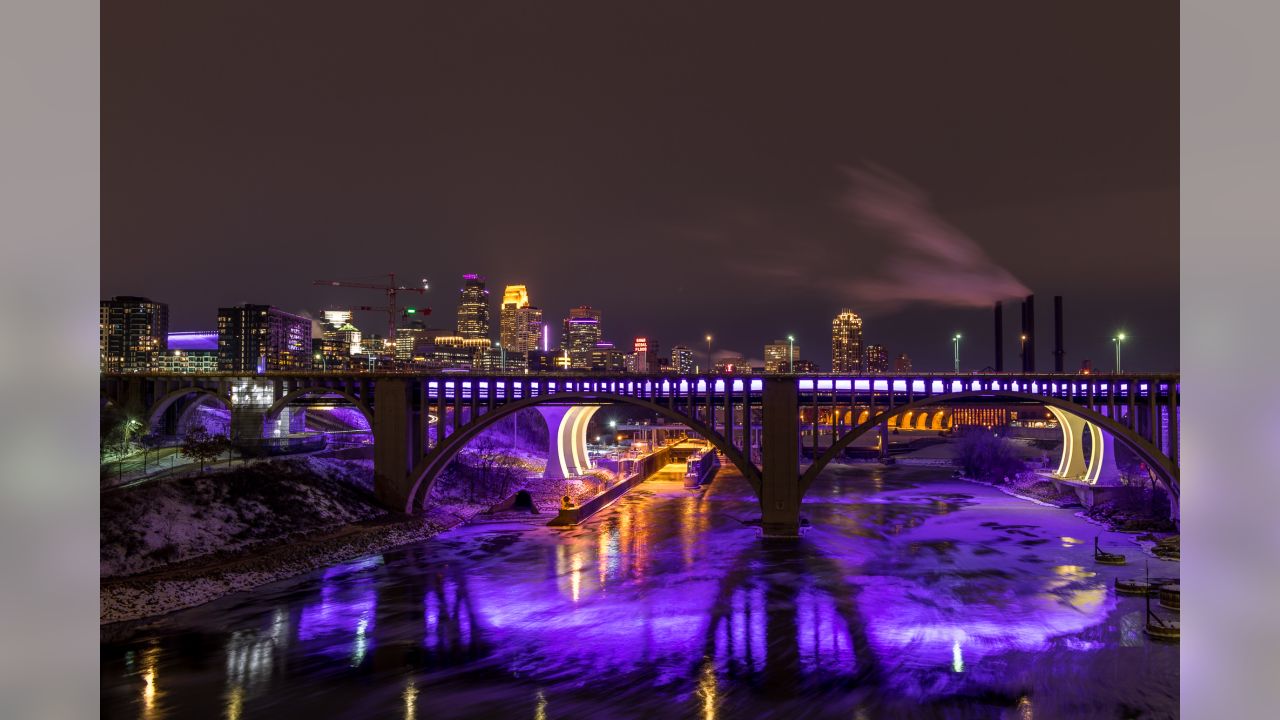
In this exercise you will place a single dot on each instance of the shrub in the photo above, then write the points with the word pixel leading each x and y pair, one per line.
pixel 984 456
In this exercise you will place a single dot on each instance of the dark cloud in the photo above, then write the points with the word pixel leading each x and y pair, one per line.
pixel 675 164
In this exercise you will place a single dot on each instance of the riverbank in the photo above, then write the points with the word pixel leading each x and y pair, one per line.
pixel 184 542
pixel 138 597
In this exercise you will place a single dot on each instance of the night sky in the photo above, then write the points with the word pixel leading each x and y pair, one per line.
pixel 736 168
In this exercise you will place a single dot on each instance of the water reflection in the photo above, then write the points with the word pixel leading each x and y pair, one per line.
pixel 895 605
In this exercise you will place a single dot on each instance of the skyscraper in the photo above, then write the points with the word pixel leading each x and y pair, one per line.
pixel 581 333
pixel 132 332
pixel 513 297
pixel 520 324
pixel 341 338
pixel 256 338
pixel 416 341
pixel 474 308
pixel 780 356
pixel 645 355
pixel 682 359
pixel 846 342
pixel 877 359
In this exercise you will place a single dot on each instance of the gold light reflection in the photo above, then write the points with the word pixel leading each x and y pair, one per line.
pixel 150 661
pixel 1082 598
pixel 707 689
pixel 689 529
pixel 234 702
pixel 576 577
pixel 361 642
pixel 602 551
pixel 410 701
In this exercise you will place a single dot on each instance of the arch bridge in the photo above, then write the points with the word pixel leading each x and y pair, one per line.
pixel 420 422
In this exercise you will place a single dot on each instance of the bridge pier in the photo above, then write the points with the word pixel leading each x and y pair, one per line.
pixel 780 446
pixel 393 442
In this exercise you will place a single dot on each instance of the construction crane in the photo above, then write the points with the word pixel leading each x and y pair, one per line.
pixel 391 290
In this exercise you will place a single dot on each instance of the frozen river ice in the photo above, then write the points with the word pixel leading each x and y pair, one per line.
pixel 912 596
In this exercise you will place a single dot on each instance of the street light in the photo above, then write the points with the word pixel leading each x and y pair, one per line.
pixel 1118 340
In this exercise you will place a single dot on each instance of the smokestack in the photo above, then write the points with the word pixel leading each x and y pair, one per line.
pixel 1000 338
pixel 1029 305
pixel 1059 354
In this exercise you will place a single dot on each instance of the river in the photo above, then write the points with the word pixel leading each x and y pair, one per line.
pixel 912 596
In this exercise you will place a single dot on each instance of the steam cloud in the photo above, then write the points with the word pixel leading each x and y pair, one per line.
pixel 928 260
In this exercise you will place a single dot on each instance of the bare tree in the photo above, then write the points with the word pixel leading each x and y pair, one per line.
pixel 204 446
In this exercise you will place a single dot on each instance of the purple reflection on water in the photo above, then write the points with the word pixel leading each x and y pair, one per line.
pixel 344 615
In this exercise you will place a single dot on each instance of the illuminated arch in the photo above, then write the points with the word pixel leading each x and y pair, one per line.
pixel 429 468
pixel 274 410
pixel 161 405
pixel 1161 465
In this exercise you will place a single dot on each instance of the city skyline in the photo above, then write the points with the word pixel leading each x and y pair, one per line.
pixel 849 352
pixel 913 177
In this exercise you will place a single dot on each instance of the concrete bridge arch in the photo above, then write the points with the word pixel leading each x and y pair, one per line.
pixel 1074 417
pixel 412 490
pixel 159 408
pixel 272 413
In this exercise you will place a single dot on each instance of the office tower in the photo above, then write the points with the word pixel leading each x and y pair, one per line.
pixel 257 338
pixel 682 359
pixel 581 333
pixel 780 356
pixel 132 332
pixel 520 323
pixel 645 355
pixel 877 359
pixel 474 308
pixel 846 342
pixel 188 352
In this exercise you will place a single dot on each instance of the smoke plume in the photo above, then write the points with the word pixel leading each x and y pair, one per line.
pixel 926 260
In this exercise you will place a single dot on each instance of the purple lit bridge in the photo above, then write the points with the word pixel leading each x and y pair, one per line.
pixel 758 423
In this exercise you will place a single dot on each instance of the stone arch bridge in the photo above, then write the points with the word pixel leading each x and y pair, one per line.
pixel 420 422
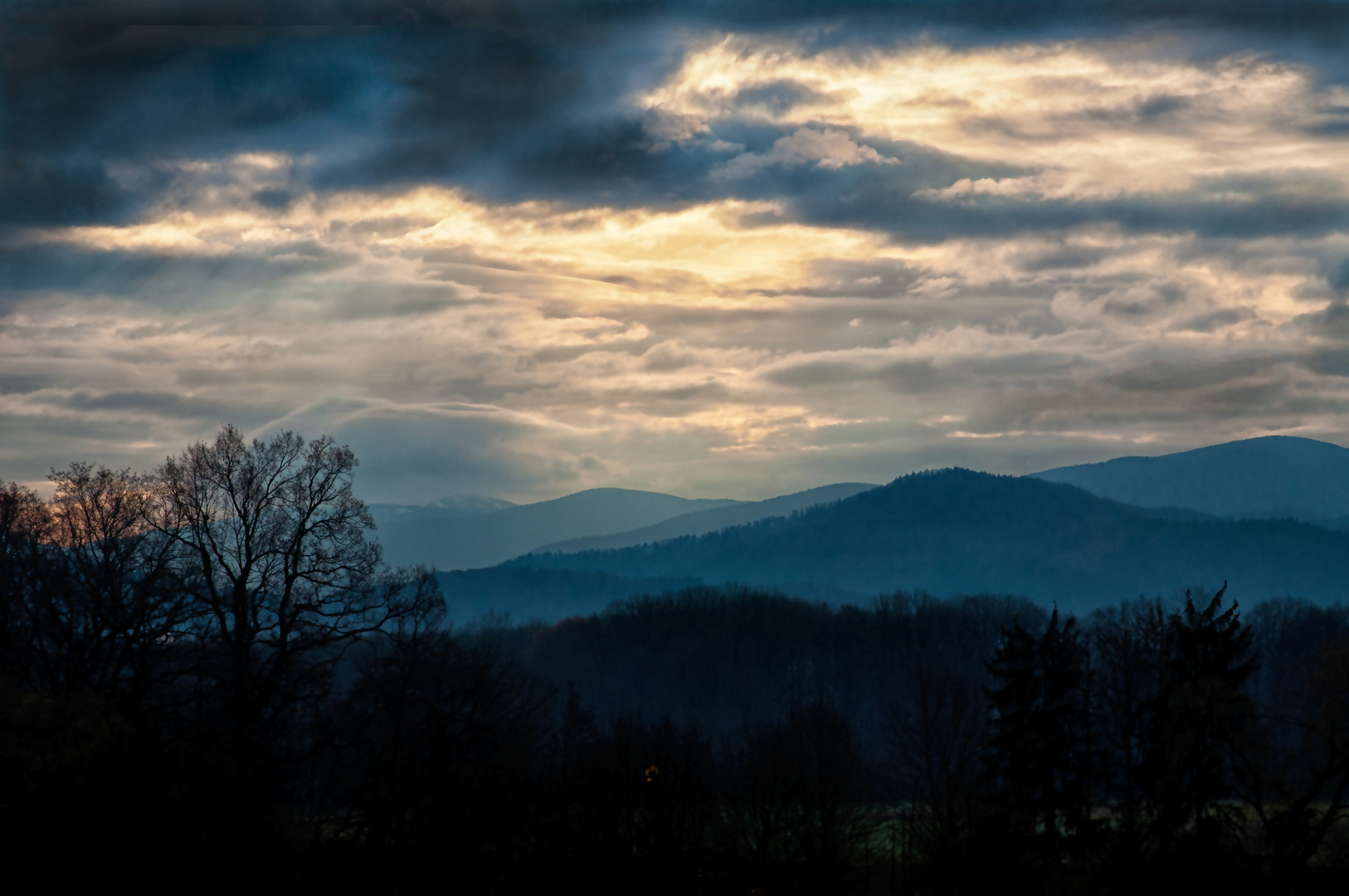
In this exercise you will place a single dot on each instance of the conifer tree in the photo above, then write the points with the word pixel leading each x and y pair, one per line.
pixel 1200 711
pixel 1042 738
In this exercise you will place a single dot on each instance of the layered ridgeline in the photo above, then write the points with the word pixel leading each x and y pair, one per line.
pixel 703 521
pixel 476 533
pixel 1274 476
pixel 958 532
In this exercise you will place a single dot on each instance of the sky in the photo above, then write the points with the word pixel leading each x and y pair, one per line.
pixel 521 249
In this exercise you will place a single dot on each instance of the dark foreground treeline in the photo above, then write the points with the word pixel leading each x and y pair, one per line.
pixel 207 676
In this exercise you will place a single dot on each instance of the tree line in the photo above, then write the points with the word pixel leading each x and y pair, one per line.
pixel 211 667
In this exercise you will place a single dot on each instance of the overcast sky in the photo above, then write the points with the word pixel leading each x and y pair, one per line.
pixel 713 249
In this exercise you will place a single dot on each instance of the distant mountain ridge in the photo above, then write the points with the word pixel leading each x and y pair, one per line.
pixel 703 521
pixel 444 509
pixel 1256 478
pixel 962 532
pixel 459 542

##########

Exercise directions:
Without the pictures, return all the records precisely as they stand.

Completed exercise:
In this exercise you will place a single dot on each instance of the shrub in the photo above, then write the points with the word pixel leading each x and y pair, one per line.
pixel 984 456
In this exercise you will place a single dot on each instance of the dark cloud in the photo above, then write the points with the word pixel leading each x and y pair, one per line.
pixel 675 164
In this exercise you will place a single dot on each instance of the riverbank in the photo above, then write the points with the word pixel leading each x and y pair, one per line.
pixel 184 542
pixel 138 597
In this exercise you will place a single dot on each instance of the night sky in the photo above, then write the points with the word pixel leading each x and y pair, one per line.
pixel 736 168
In this exercise you will place a single dot on each instance of the water reflection in the photo above, then write the points with the word pixel leading each x and y pair, one per line.
pixel 895 605
In this exercise you will place a single dot on each instance of the skyscraper in the photo above, then write the points with the word pixel leading each x and y pair, one per line.
pixel 581 333
pixel 132 332
pixel 513 297
pixel 520 324
pixel 341 338
pixel 256 338
pixel 416 341
pixel 474 308
pixel 780 356
pixel 645 355
pixel 682 359
pixel 846 342
pixel 877 359
In this exercise you will place a single dot on each instance of the gold light reflection in the photo above, then write the points with the word pixel leading each x and y pair, one per line.
pixel 150 661
pixel 1082 598
pixel 707 689
pixel 689 529
pixel 234 702
pixel 576 577
pixel 361 642
pixel 602 551
pixel 410 701
In this exercise you will place a single dot on each instance of the arch bridge in the photo above, then write the points with the word pixel leading each x and y pair, one per line.
pixel 420 422
In this exercise you will place a single dot on each instance of the bridge pier in the photo above, then write the points with the word pixel leading each x and y pair, one per line.
pixel 780 446
pixel 393 442
In this exercise you will place a single dot on each instance of the construction crane in the photo above, then write the points with the word pixel leading each x and y pair, one per line.
pixel 391 290
In this exercise you will place a single dot on each instance of the frozen river ice in the photo above, then write the points with the word pixel leading each x and y pair, one per line.
pixel 912 596
In this exercise you will place a single dot on each instance of the street light in the photo above, then write the points with the word pixel leading each x and y pair, one per line.
pixel 1118 340
In this exercise you will place a single dot on each instance of the smokestack in the photo above, then write the points with the word pixel leading each x and y pair, one per line.
pixel 1000 338
pixel 1029 305
pixel 1059 354
In this exercise you will place a single dot on each instance of the river in the photo above, then write the points with the word pixel leading each x and y pair, one per line.
pixel 912 596
In this exercise you will place a single dot on each instance of the steam cloud in the photo above, then write the points with the word pixel leading each x and y pair, one per line.
pixel 928 260
In this exercise you will place a single dot on each instance of the bare tree in the photo above, then write the points with the word pixel leading each x and y pair, one per line.
pixel 204 446
In this exercise you will place a single dot on each instance of the purple reflection on water in the photo above, then write the points with the word pixel leading each x and y pair, one per line.
pixel 344 615
In this exercise you will place a single dot on each instance of the illuminated arch in the photo above, then write the points with the word pixel leading each x and y pair, one per line.
pixel 429 468
pixel 274 410
pixel 161 405
pixel 1161 465
In this exercise you will place a single dot on each instance of the city skyline in the photo above, then write the points with the word pixel leading each x and y pair, one per line.
pixel 849 352
pixel 913 177
In this exercise you will place a single dot on each instance of the concrete bridge arch in the photo above, then write the points with the word pixel leading each x and y pair, one per line.
pixel 1074 417
pixel 412 490
pixel 159 408
pixel 272 413
In this exercise you will place a single dot on each instance of the office tower in the photo above, then write the points with the word pixel leading each x and y pair, one per line.
pixel 257 338
pixel 682 359
pixel 581 333
pixel 780 356
pixel 132 332
pixel 520 323
pixel 645 355
pixel 877 359
pixel 474 308
pixel 846 342
pixel 188 352
In this exercise you will place a single dot on each instance of the smoke plume in the photo above, then write the points with the word pixel leading each x and y pair, one per line.
pixel 926 260
In this exercise you will place a single dot on each instance of the purple lit bridge in the photo above, then write the points with the word pixel leading each x and y pair, one per line.
pixel 758 423
In this exercise you will place a single dot on each instance of the stone arch bridge in the photo above, then write the points with the word pixel leading each x and y pair, one per line.
pixel 420 422
In this exercise you will place a single dot on each instance of the conifer tree in the photo above, then write the points with the word pixel leading each x and y pair, one per line.
pixel 1200 711
pixel 1042 738
In this exercise you will place a single dot on each instance of the layered ridgeline in the photo above, then write the points with the word pixel leading each x and y pair, one per line.
pixel 703 521
pixel 476 533
pixel 1274 476
pixel 958 532
In this exercise you will place a single dot on each instance of the sky in the photo above, then write the points with the word pixel leading each x and y pair, one per line.
pixel 521 249
In this exercise you will place a single dot on each instance of the dark foreground treeline in the photo above, then write the points with the word pixel leading each x and y pair, one per line.
pixel 207 676
In this exercise you will place a single dot on each instance of the tree line in the photo above, then write the points with the word pixel leading each x and y pair, one per line.
pixel 211 667
In this exercise you will place a single dot on each instance of the overcast sky in the photo above, then write the points with the word pixel leading each x and y pair, one per line.
pixel 713 249
In this exercise you will place a single dot on each instance of the distant mountain ridge in the photo above, then write the points with the word pixel leading each x and y pair, one per line.
pixel 703 521
pixel 444 509
pixel 1256 478
pixel 962 532
pixel 459 542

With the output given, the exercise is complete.